:: SELECTED EXCERPT ::
- Records from 650 of the largest glaciers in the Himalayan range show that rate of ice loss from 2000 to 2016 is double that from the period 1975 to 2000.
- The annual glacial melt has accelerated from an average 10 inches (25 centimeters) to 20 inches (50 centimeters) and has been linked to rising average temperatures.
- The researchers constructed a 40-year record with 3D modeling, using declassified Cold War-era spy satellite images and more recent satellite photos.
- An estimated 800 million people depend on runoff from the Himalayan glaciers for irrigation, hydropower and drinking water, and could be impacted as the glacial melting accelerates and then tapers off.
Himalayan glaciers, considered the “third pole” of the world because of the sheer volume of ice they hold, melted twice as quickly between 2000 and 2016 compared to 1975 and 2000, a new study shows.
Rising temperatures are the driving force behind the accelerating glacial melt, according to the study published June 19 in the journal Science Advances.
“Ice loss in the Himalayas has accelerated over the past four decades, and that the rates of ice loss we observe agree with the amount of atmospheric warming which has occurred,” Joshua Maurer, a glacier researcher at the Lamont-Doherty Earth Observatory at Columbia University in New York, told Mongabay over email.
The researchers relied on 40 years of satellite data from India, China, Nepal and Bhutan to understand how the glaciers transformed over time, including satellite imagery from a Cold War-era U.S. spy mission, which involved parachuting photo film over the Pacific Ocean to be captured by fighter jets mid-air. Information from that mission is helping scientists understand a new threat better: melting glaciers.
The rapid melting of Himalayan glaciers, estimated to hold 600 billion tonnes of ice and which feed major perennial river systems in the region, is already leading to more frequent and severe floods downstream. An estimated 800 million people depend on runoff from the glaciers for irrigation, hydropower and drinking water. The pattern of ice loss also poses the threat of water shortages within decades.
Between 2000 and 2016, the average temperature in the region was 1 degree Celsius (1.8 degrees Fahrenheit) higher than it was from 1975 to 2000, leading the scientists to conclude that warming was to blame for most of the observed changes.

:: EXCERPTED RECORDS ::
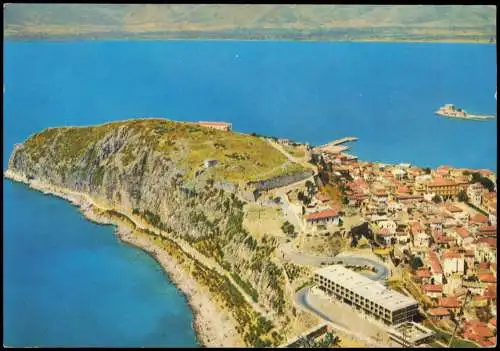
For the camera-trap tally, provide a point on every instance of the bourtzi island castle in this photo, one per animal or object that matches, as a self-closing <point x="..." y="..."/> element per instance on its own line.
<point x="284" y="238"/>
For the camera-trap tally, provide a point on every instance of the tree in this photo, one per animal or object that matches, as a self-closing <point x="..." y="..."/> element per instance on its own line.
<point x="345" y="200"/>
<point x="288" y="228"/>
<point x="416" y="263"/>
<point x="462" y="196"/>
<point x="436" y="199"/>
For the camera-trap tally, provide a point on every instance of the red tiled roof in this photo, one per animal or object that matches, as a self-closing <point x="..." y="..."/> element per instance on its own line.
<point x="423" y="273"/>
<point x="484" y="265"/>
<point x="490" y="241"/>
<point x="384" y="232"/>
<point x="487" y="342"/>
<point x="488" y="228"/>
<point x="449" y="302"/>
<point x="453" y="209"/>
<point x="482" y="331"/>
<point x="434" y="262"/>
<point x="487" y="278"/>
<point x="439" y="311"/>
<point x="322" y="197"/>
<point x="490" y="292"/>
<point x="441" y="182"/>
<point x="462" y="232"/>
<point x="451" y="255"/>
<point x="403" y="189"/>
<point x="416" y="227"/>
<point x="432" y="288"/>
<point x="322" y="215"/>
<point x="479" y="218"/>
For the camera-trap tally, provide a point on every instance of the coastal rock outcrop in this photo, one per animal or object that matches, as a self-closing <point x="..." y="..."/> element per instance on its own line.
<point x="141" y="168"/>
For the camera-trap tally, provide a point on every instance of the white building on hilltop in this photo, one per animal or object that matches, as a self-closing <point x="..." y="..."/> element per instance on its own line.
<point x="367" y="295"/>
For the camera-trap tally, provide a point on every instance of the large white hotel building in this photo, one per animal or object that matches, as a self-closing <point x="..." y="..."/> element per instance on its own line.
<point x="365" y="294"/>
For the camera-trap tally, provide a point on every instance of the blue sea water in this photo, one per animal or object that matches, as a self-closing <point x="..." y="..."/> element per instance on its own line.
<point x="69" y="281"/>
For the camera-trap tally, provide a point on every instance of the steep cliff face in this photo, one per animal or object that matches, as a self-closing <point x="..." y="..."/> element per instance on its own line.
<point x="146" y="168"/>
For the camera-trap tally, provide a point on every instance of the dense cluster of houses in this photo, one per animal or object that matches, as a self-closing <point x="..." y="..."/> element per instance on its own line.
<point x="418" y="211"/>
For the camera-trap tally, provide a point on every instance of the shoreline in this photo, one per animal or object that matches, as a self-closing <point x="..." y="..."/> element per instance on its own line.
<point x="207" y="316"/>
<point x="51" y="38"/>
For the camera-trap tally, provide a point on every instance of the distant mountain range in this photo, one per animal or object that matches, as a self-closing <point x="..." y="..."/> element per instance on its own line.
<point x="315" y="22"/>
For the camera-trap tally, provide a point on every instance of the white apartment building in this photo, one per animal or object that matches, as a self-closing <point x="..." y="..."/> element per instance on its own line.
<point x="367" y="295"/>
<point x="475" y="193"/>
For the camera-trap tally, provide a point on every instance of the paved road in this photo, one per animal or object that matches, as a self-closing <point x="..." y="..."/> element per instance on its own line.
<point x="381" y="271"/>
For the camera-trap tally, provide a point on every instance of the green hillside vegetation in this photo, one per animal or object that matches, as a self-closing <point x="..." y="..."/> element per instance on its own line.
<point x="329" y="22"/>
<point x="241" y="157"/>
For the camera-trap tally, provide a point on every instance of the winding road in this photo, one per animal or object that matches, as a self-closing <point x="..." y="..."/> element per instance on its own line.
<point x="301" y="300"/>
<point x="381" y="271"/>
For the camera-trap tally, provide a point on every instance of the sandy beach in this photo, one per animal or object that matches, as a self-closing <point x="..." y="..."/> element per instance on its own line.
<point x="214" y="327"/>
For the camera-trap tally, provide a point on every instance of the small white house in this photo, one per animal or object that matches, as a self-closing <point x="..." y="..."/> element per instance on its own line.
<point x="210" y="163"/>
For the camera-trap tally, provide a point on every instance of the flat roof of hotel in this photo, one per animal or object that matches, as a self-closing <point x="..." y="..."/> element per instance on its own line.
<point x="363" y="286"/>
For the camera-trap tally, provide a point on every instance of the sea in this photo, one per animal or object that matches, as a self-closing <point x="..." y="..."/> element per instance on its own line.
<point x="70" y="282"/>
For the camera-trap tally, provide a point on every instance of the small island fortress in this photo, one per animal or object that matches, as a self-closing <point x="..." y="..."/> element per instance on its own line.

:: REQUESTS ::
1) Reproduce the Himalayan glacier article between "- The researchers" and "then tapers off.", inclusive.
2) In the Himalayan glacier article, which journal published the study on the accelerating melt?
3) Extend the Himalayan glacier article, picking up right after its final sentence.

:: SET OF ANSWERS ::
1)
- The researchers constructed a 40-year record with 3D modeling, using declassified Cold War-era spy satellite images and more recent satellite photos.
- An estimated 800 million people depend on runoff from the Himalayan glaciers for irrigation, hydropower and drinking water, and could be impacted as the glacial melting accelerates and then tapers off.

2) Science Advances.

3)
The researchers used the satellite imagery to home in on 650 of the largest glaciers in the region and develop 3D models to capture the changes in their elevation. In recent years, they found, the glaciers have been discharging about 8 billion tons of water annually — an amount of water that would fill 3.2 million Olympic-sized swimming pools.
To develop those 3D models, the researchers needed at least two overlapping photos of the same glacier. That’s where the U.S. surveillance program came in handy.
From 1971 to 1986 the U.S. ran a satellite program codenamed HEXAGON, launching 20 reconnaissance satellites with telescopic cameras on board. The photographic reels from the cameras were parachuted in buckets back to Earth and intercepted in mid-air over the Pacific Ocean by U.S. Air Force jets.
The mission was declassified in 2011, and with about 55 to 70 percent overlap in the images captured, the HEXAGON photographs proved invaluable in putting together a long-term trajectory of ice loss.
For 2000 onward, the researchers accessed optical imagery data from advanced satellites that could record elevation changes better. “The spy satellite images provide a longer timespan of observation, which allows us to get a more robust estimate of the long-term trend of glacier change,” Maurer said.
From their reconstructions, they estimate that in the 25-year period from 1975 to 2000, the 650 glaciers lost an average of about 10 inches (25 centimeters) of ice annually; but from 2000 to 2016 they shed about 20 inches (50 centimeters) on average every year. The warming intensified in the 1990s; however, glaciers respond slowly to the changing climate.
Banner image of the Changri Nup glacier, one of hundreds studied by the researchers, with the peak of Mount Everest visible in the background on the left, courtesy of Joshua Maurer.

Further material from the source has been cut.